=== DATA ===

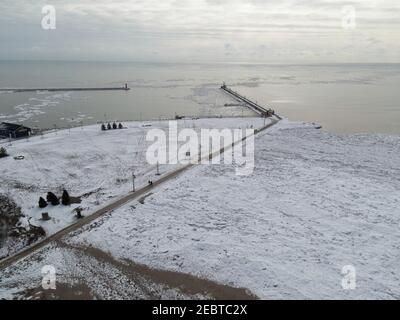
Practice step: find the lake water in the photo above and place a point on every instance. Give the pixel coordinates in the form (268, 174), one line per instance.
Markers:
(349, 98)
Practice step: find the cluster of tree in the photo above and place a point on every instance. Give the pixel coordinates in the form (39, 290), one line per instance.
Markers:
(54, 200)
(114, 126)
(3, 152)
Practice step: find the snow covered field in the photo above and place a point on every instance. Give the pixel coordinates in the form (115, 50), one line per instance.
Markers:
(89, 163)
(315, 203)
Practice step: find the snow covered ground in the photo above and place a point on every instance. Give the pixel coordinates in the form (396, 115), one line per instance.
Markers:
(89, 163)
(316, 202)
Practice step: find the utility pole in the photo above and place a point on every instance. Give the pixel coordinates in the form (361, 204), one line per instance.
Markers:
(133, 181)
(158, 169)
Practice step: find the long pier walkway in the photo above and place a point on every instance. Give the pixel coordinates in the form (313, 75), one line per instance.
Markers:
(250, 104)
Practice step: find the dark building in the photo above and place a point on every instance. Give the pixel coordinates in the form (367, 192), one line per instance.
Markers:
(14, 130)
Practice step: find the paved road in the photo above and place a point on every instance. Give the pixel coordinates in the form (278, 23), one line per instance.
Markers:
(112, 206)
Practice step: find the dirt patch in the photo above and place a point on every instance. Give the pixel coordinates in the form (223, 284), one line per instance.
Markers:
(62, 292)
(185, 283)
(142, 199)
(14, 236)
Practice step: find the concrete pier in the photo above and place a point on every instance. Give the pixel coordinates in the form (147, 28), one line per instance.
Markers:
(250, 104)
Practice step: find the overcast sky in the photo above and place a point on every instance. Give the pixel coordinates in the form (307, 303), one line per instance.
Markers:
(285, 31)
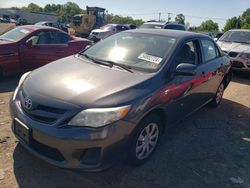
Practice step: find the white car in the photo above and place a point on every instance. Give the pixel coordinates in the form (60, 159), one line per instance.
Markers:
(105, 31)
(236, 43)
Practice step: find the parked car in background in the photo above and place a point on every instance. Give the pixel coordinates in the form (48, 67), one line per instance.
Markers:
(152, 25)
(175, 26)
(217, 36)
(116, 97)
(25, 48)
(163, 25)
(106, 31)
(131, 26)
(236, 43)
(54, 24)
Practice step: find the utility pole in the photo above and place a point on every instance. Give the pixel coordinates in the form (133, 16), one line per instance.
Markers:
(169, 16)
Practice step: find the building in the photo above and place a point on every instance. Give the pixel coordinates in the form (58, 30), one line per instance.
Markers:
(30, 17)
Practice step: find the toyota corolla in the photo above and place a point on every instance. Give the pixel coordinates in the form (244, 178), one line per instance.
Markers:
(117, 97)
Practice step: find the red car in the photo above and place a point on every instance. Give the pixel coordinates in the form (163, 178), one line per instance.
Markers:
(28, 47)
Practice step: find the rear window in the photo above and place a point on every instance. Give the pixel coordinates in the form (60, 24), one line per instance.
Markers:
(16, 34)
(175, 27)
(236, 36)
(151, 26)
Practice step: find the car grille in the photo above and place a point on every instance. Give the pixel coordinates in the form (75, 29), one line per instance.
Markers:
(233, 54)
(43, 113)
(45, 150)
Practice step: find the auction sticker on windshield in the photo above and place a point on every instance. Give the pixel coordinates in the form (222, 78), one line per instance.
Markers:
(150, 58)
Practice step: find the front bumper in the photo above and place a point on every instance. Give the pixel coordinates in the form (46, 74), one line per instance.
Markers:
(91, 149)
(239, 63)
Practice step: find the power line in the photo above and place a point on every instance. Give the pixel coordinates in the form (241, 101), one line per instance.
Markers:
(169, 15)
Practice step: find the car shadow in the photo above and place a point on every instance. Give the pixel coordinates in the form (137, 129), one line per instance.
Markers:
(8, 84)
(205, 150)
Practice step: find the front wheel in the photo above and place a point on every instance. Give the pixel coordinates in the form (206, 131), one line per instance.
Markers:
(218, 96)
(145, 140)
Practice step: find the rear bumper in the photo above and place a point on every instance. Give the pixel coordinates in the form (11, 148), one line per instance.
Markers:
(74, 147)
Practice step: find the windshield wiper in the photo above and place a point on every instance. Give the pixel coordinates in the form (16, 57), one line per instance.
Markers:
(242, 42)
(94, 59)
(107, 63)
(112, 63)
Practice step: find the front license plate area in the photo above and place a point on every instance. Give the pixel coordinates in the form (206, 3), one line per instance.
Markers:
(21, 130)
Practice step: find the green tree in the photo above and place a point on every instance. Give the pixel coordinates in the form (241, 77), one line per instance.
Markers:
(246, 19)
(32, 7)
(180, 18)
(232, 23)
(209, 25)
(111, 18)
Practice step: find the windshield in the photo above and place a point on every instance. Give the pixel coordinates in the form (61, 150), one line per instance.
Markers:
(145, 52)
(236, 36)
(151, 26)
(16, 34)
(107, 27)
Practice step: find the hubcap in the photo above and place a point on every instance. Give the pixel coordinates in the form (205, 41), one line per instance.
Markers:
(147, 141)
(219, 93)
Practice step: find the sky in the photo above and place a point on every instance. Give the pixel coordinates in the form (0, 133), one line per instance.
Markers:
(195, 11)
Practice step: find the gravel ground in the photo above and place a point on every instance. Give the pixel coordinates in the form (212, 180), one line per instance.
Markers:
(211, 148)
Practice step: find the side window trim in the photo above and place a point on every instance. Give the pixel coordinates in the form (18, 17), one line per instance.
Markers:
(203, 53)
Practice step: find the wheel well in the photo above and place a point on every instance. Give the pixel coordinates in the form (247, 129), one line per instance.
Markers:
(159, 112)
(228, 77)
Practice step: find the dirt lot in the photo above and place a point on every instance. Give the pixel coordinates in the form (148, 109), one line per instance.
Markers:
(211, 148)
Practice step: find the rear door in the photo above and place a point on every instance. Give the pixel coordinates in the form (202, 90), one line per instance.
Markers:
(188, 92)
(212, 68)
(46, 47)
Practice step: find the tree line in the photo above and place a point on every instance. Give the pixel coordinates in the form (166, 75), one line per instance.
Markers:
(66, 11)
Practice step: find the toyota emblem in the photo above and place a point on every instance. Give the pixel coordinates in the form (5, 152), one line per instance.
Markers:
(28, 104)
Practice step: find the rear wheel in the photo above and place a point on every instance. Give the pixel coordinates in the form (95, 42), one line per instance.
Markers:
(145, 140)
(218, 96)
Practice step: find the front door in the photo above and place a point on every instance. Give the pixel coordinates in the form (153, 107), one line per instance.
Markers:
(187, 92)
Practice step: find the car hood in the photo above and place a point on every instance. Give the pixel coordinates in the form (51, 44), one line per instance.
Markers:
(3, 42)
(235, 47)
(100, 31)
(85, 83)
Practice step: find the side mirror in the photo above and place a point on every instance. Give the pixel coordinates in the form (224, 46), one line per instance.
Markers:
(29, 43)
(186, 69)
(86, 47)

===

# WHAT THIS TASK INVOLVES
The answer must be every line of the data that holds the word "door".

# THE ANSWER
Practice step: find the rear door in the photo above and place a point on every instance. Give the pixel coordinates in the form (202, 90), one line per instance.
Practice step: find the front door in the photo above and place a point on every instance. Give the pixel coordinates in the form (153, 107), one line per instance.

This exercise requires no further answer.